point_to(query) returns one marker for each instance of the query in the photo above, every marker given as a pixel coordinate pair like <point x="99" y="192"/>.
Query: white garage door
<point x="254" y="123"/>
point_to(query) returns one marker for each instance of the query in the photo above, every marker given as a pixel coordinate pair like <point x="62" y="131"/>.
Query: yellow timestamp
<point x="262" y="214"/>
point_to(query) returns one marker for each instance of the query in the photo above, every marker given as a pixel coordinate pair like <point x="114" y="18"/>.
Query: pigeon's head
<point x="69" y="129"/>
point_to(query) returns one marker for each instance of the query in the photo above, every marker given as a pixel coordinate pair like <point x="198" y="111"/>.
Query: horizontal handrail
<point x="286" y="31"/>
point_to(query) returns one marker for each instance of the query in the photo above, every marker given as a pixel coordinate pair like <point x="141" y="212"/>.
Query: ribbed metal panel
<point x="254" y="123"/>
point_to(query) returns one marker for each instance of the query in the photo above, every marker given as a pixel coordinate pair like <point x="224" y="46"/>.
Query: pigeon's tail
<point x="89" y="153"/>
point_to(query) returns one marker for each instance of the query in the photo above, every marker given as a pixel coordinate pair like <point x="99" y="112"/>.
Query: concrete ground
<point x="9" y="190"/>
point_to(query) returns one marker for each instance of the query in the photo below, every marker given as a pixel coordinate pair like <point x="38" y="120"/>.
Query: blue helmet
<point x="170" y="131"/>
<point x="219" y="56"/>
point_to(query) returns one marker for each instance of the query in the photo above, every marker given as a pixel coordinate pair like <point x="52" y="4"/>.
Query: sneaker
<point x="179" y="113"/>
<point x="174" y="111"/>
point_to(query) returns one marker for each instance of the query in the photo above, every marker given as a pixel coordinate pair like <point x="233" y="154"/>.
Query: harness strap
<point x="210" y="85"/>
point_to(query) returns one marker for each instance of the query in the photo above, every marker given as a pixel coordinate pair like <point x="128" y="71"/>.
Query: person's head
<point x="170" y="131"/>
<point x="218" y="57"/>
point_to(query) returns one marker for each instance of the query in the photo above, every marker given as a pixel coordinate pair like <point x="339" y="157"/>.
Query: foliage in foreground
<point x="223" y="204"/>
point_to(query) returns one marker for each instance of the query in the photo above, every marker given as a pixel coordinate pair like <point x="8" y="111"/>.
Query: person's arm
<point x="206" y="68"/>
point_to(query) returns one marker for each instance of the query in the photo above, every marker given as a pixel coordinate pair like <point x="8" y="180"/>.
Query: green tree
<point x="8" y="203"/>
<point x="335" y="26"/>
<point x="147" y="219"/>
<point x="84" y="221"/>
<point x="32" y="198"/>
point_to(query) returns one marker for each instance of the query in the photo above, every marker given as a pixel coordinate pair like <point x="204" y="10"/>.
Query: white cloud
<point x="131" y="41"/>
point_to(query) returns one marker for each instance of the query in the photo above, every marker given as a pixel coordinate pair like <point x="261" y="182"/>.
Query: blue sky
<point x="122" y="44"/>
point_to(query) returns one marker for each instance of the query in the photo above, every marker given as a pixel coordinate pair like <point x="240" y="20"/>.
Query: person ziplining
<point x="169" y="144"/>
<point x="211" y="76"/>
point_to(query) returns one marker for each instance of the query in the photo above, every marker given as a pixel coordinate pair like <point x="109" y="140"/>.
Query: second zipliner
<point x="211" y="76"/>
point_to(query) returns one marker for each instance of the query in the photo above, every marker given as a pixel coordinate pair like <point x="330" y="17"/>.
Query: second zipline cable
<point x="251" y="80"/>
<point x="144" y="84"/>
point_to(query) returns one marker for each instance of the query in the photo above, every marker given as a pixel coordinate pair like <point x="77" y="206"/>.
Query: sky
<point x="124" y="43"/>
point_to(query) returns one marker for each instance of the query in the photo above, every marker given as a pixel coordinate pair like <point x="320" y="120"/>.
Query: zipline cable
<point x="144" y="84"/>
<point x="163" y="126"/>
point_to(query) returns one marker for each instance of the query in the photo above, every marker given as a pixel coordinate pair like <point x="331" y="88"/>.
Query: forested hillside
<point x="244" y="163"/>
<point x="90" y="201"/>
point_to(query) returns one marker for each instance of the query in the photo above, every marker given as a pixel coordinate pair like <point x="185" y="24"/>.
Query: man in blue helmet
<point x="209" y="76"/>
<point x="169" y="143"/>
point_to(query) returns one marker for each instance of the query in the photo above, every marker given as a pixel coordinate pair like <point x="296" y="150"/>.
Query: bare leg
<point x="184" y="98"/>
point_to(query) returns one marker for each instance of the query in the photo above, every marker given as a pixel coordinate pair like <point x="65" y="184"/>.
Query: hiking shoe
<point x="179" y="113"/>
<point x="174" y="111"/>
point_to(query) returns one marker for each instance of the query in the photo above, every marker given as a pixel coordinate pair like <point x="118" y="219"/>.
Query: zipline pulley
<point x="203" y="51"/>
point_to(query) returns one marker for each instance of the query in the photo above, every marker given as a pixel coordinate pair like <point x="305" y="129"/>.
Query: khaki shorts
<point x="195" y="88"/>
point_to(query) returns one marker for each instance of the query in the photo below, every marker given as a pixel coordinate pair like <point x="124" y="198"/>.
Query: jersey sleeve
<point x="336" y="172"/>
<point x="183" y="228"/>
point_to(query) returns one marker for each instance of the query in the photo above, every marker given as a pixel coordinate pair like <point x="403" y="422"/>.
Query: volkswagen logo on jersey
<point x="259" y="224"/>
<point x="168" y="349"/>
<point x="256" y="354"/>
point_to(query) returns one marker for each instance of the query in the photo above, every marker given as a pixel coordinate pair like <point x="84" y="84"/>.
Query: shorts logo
———
[Exercise instructions]:
How many lines of the records contain the string "blue"? Case counts. Give only the number.

[Written answer]:
3